## Your tasks
A. Print everything in the multiplexing queries page below, from "Multiplexing queries" down to "a = np.arange(0, 10)", word for word.
B. Answer these from the multiplexing queries page below:
(i) How many unique elements does the example DataFrame contain?
(ii) In the eager example, which variable stores the result of the group-by?
(iii) The AssertionError in the lazy example reports a value mismatch for which column?
C. According to the multiplexing queries page below, why does the lazy version of the slicing example fail its assert? Answer in one to three sentences.

═══ Extract to read ═══

Multiplexing queries
In the Sources and Sinks page, we already discussed multiplexing as a way to
split a query into multiple sinks. This page will go a bit deeper in this concept, as it is
important to understand when combining LazyFrames with procedural programming constructs.
When dealing with eager dataframes, it is very common to keep state in a temporary variable. Let's
look at the following example. Below we create a DataFrame with 10 unique elements in a random
order (so that Polars doesn't hit any fast paths for sorted keys).
np.random.seed(0)
a = np.arange(0, 10)
np.random.shuffle(a)
df = pl.DataFrame({"n": a})
print(df)
shape: (10, 1)
┌─────┐
│ n │
│ --- │
│ i64 │
╞═════╡
│ 2 │
│ 8 │
│ 4 │
│ 9 │
│ 1 │
│ 6 │
│ 7 │
│ 3 │
│ 0 │
│ 5 │
└─────┘
Eager
If you deal with the Polars eager API, making a variable and iterating over that temporary
DataFrame gives the result you expect, as the result of the group-by is stored in df1. Even
though the output order is unstable, it doesn't matter as it is eagerly evaluated. The follow
snippet therefore doesn't raise and the assert passes.
# A group-by doesn't guarantee order
df1 = df.group_by("n").len()
# Take the lower half and the upper half in a list
out = [df1.slice(offset=i * 5, length=5) for i in range(2)]
# Assert df1 is equal to the sum of both halves
pl.testing.assert_frame_equal(df1, pl.concat(out))
Lazy
Now if we tried this naively with LazyFrames, this would fail.
lf1 = df.lazy().group_by("n").len()
out = [lf1.slice(offset=i * 5, length=5).collect() for i in range(2)]
pl.testing.assert_frame_equal(lf1.collect(), pl.concat(out))
AssertionError: DataFrames are different (value mismatch for column 'n')
[left]: [9, 2, 0, 5, 3, 1, 7, 8, 6, 4]
[right]: [0, 9, 6, 8, 2, 5, 4, 3, 1, 7]
The reason this fails is that lf1 doesn't contain the materialized result of
df.lazy().group_by("n").len(), it instead holds the query plan in that variable.

═══ Information shown ═══

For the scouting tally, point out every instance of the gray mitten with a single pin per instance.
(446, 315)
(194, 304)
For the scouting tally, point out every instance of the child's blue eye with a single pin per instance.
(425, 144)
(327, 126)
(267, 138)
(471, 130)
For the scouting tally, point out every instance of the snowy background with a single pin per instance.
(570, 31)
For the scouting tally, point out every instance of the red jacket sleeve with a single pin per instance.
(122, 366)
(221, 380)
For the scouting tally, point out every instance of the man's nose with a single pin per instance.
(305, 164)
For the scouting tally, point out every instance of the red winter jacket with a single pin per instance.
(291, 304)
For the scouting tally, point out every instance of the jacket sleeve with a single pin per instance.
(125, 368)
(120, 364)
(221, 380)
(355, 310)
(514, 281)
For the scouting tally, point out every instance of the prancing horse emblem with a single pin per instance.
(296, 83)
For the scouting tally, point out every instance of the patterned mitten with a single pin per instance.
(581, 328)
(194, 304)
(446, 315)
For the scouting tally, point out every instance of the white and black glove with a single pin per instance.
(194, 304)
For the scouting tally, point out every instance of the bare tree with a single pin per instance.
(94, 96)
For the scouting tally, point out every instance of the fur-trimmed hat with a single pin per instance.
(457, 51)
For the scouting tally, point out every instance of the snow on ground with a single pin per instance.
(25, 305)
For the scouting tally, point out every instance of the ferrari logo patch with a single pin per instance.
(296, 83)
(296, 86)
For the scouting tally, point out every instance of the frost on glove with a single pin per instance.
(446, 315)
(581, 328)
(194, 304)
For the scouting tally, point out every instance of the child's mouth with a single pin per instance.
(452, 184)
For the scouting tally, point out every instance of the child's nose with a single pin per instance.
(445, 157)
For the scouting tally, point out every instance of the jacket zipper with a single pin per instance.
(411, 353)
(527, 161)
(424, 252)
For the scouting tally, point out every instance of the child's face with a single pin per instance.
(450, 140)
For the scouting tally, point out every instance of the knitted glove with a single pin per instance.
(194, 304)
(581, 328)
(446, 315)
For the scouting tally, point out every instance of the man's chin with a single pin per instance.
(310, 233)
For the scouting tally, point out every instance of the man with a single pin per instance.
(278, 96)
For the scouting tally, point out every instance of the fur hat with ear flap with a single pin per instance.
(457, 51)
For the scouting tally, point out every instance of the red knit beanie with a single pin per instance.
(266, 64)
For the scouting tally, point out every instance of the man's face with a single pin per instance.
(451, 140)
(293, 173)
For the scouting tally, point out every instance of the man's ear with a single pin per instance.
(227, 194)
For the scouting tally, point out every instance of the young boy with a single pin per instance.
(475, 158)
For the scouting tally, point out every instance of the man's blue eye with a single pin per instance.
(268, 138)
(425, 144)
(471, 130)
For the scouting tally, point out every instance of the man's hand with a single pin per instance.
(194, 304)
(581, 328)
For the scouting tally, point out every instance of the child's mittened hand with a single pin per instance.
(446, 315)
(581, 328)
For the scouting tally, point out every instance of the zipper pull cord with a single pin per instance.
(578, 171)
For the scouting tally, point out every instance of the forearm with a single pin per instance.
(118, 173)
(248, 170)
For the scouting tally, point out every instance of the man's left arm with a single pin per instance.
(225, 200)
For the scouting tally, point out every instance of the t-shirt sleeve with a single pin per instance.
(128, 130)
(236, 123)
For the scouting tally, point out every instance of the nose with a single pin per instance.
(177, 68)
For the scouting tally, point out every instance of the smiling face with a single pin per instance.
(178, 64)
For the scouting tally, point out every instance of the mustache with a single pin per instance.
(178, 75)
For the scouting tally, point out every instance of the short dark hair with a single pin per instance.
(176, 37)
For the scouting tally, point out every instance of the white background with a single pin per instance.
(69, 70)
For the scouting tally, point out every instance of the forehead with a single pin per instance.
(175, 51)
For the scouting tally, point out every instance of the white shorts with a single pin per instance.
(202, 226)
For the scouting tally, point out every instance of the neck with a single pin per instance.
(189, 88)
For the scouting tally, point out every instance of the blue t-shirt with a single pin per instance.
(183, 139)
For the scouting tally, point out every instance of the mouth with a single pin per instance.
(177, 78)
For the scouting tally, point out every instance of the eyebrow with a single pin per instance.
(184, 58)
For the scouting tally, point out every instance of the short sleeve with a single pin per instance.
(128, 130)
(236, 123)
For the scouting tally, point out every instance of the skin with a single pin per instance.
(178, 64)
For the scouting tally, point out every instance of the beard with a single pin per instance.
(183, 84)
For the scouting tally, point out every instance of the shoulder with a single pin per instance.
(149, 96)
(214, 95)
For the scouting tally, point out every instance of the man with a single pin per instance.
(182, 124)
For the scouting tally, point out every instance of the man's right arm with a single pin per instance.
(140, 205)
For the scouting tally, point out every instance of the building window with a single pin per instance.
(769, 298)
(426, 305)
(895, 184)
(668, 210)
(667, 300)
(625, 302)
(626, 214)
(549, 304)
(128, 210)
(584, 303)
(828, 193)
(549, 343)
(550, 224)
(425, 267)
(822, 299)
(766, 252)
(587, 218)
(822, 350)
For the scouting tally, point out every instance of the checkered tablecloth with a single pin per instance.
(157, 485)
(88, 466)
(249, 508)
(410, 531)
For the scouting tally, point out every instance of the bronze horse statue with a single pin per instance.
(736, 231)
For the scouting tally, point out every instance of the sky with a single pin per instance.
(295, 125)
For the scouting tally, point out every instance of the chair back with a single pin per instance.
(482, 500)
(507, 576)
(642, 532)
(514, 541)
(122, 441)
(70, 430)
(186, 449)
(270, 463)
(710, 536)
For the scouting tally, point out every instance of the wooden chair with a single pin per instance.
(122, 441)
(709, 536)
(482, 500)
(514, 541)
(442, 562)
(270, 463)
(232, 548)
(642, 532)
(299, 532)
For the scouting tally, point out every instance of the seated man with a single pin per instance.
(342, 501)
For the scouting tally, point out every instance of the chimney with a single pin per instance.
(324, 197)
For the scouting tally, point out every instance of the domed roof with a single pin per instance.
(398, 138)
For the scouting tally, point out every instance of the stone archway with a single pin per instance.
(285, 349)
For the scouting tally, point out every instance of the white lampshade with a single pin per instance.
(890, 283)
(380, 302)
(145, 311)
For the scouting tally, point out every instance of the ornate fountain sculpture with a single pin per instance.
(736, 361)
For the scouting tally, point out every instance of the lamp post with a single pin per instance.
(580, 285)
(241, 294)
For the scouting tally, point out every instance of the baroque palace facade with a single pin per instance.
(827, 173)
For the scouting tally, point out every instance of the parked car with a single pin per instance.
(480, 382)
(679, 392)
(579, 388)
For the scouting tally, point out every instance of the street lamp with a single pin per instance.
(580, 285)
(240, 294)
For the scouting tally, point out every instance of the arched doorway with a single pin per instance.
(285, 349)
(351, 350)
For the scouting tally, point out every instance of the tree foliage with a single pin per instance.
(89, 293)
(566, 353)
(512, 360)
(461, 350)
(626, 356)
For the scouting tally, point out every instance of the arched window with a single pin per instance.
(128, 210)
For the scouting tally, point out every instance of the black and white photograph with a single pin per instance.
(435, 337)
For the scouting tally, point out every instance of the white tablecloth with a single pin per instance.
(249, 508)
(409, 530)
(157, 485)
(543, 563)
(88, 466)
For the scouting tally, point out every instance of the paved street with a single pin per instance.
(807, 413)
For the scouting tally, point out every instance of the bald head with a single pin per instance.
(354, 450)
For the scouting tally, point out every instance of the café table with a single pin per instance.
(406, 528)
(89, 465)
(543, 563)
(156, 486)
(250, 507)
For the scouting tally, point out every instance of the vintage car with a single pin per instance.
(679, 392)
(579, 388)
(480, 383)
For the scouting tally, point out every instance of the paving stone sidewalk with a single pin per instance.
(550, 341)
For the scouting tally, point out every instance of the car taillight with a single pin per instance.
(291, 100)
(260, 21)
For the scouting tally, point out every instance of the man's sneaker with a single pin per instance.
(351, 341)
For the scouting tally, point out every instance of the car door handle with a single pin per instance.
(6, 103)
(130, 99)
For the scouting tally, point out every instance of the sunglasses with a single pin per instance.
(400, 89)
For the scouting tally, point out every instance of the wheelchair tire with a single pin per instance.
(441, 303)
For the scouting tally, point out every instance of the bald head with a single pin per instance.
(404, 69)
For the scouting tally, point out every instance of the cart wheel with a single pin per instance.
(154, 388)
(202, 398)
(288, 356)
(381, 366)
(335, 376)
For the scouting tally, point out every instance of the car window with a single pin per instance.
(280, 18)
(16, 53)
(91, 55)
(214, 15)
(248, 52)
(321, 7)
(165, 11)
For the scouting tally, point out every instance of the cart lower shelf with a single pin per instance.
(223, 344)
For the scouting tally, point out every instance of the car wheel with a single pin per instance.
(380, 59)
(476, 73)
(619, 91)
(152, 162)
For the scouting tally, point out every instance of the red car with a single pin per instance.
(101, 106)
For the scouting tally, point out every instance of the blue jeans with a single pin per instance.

═══

## Results in order
A.
Multiplexing queries
In the Sources and Sinks page, we already discussed multiplexing as a way to
split a query into multiple sinks. This page will go a bit deeper in this concept, as it is
important to understand when combining LazyFrames with procedural programming constructs.
When dealing with eager dataframes, it is very common to keep state in a temporary variable. Let's
look at the following example. Below we create a DataFrame with 10 unique elements in a random
order (so that Polars doesn't hit any fast paths for sorted keys).
np.random.seed(0)
a = np.arange(0, 10)

B.
(i) 10
(ii) df1
(iii) 'n'

C. It fails because lf1 does not contain the materialized result of df.lazy().group_by("n").len(). Instead, that variable holds the query plan.